• _WHAT YOU WILL DO_
Output exactly the lines that run from the line with "of the gray" to the end of the material, both ends included, and no other lines.

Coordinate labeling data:
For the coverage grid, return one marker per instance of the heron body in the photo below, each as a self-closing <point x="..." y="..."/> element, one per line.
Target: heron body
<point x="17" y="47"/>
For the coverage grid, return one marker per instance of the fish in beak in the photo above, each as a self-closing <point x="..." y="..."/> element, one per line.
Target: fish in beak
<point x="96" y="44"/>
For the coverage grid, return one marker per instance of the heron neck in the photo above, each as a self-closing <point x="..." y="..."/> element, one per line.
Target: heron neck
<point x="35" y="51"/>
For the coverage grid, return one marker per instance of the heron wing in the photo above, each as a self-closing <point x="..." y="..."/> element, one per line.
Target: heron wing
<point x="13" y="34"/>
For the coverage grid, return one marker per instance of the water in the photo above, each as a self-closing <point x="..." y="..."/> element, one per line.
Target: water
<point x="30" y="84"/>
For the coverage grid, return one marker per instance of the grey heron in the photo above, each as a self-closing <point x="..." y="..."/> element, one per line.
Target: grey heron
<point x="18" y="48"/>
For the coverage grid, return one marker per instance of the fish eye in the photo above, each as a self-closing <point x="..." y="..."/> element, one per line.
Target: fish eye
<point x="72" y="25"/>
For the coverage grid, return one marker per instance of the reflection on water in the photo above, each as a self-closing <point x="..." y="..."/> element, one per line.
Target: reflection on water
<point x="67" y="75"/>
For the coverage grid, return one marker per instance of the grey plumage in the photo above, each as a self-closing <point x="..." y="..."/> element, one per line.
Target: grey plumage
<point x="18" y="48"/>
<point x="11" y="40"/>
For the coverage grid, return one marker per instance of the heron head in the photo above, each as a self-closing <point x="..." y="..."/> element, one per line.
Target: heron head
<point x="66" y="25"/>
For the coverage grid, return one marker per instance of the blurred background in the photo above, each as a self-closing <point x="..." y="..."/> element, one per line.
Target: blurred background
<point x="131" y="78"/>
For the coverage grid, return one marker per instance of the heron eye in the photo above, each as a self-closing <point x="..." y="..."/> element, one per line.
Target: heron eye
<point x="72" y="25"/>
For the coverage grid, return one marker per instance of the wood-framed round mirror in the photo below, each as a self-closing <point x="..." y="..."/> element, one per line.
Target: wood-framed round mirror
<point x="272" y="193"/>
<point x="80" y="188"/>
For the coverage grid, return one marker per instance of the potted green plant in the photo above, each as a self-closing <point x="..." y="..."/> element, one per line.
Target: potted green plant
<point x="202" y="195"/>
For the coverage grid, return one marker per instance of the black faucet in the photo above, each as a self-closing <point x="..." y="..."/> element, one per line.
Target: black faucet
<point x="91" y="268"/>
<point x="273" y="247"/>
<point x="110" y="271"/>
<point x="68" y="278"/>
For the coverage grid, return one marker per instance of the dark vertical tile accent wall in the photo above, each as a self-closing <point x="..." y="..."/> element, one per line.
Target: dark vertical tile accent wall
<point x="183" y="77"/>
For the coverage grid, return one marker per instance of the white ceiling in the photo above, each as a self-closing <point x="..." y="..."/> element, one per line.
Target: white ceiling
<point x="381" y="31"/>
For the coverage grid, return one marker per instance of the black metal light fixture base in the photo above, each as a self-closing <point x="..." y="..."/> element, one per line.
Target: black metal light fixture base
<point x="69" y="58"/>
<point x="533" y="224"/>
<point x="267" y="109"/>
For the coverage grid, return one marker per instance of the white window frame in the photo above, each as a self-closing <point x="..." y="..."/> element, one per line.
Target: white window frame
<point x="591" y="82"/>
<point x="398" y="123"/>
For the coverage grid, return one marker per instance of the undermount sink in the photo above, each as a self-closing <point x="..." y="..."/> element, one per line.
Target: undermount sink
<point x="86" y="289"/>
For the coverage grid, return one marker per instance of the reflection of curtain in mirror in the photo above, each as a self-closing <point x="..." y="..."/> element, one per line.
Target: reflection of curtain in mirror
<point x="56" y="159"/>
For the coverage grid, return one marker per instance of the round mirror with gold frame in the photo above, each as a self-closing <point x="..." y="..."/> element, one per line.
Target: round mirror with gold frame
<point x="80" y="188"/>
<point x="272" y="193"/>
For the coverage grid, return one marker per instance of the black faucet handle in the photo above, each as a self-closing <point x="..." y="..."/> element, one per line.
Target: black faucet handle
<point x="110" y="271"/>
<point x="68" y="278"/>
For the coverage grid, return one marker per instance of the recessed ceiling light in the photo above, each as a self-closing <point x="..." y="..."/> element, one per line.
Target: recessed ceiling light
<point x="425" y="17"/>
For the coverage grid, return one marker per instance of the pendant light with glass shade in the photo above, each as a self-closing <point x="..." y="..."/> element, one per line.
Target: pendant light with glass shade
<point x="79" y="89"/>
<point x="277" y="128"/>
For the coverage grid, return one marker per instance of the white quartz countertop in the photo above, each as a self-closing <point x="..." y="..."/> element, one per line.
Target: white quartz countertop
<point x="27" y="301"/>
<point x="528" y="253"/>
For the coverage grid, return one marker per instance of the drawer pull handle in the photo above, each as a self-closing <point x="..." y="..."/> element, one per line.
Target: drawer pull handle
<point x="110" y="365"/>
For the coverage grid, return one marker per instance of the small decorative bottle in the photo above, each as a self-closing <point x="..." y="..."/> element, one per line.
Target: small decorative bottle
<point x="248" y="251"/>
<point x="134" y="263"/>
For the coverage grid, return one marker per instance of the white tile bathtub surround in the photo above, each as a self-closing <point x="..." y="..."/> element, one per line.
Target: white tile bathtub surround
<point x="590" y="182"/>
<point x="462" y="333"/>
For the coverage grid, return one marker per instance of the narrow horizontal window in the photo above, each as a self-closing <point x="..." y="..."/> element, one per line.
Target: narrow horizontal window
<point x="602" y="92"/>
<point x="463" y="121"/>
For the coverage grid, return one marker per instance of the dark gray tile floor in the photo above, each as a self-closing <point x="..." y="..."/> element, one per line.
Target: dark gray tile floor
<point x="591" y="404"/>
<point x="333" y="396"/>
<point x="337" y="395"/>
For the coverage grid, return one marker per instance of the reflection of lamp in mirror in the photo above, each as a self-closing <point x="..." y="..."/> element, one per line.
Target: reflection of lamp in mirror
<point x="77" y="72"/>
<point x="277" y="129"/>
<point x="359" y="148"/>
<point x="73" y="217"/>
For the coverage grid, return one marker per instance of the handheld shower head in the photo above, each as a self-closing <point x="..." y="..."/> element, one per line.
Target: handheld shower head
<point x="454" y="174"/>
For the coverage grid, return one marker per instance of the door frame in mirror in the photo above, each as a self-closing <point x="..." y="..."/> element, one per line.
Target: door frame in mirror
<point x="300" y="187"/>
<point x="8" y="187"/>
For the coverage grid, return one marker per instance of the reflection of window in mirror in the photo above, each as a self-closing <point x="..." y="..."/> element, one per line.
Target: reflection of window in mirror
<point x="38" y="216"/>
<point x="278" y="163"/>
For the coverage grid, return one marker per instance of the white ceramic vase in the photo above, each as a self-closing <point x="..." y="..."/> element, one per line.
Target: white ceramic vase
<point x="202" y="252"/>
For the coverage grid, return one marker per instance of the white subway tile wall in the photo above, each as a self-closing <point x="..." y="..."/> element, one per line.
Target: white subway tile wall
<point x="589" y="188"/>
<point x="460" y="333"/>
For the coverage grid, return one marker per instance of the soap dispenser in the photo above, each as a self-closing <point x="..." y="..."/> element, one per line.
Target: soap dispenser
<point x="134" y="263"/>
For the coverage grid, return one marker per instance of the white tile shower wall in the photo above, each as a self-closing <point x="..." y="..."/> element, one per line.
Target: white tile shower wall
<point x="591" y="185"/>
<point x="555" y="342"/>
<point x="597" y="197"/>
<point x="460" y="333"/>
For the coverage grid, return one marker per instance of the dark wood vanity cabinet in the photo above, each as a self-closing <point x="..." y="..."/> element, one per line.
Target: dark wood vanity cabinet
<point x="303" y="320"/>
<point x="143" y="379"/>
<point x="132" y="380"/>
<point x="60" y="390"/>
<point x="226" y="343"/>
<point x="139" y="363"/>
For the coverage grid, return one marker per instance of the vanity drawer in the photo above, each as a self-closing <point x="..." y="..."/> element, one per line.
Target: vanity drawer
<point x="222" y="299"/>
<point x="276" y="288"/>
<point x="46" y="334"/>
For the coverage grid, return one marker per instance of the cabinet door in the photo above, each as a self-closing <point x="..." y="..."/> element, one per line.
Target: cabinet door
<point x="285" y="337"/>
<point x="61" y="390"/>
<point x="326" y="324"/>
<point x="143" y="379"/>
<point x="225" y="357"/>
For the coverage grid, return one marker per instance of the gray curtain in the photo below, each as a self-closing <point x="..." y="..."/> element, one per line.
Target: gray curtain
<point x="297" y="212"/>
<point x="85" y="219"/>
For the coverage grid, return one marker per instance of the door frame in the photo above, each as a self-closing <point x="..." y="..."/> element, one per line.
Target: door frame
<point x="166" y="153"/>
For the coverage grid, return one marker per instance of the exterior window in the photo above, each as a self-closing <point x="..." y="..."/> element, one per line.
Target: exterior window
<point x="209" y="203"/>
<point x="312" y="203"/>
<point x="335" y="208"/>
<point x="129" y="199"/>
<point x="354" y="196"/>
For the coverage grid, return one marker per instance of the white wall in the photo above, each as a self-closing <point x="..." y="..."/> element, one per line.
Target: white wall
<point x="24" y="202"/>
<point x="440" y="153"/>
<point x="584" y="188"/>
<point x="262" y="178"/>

• _FINAL RESULT_
For the coverage grid, return one marker per instance of the gray curtain in the photo below, each as a self-closing <point x="..." y="..."/> element, one per line.
Target: gray curtain
<point x="297" y="212"/>
<point x="85" y="219"/>
For the coverage grid, return one marker per instance of the door frame in the photo above, each as a self-closing <point x="..." y="..."/> element, one per line.
Target: door frame
<point x="166" y="153"/>
For the coverage grid, return one marker per instance of the exterior window in the photo above, each as a self-closing <point x="..." y="..."/> element, one per line.
Target: exterior window
<point x="209" y="203"/>
<point x="312" y="203"/>
<point x="335" y="208"/>
<point x="129" y="199"/>
<point x="354" y="196"/>
For the coverage grid, return one marker per instance of the white wall in the photo above, each as a self-closing <point x="..." y="..."/> element, one per line.
Target: white wall
<point x="24" y="202"/>
<point x="440" y="153"/>
<point x="584" y="188"/>
<point x="262" y="178"/>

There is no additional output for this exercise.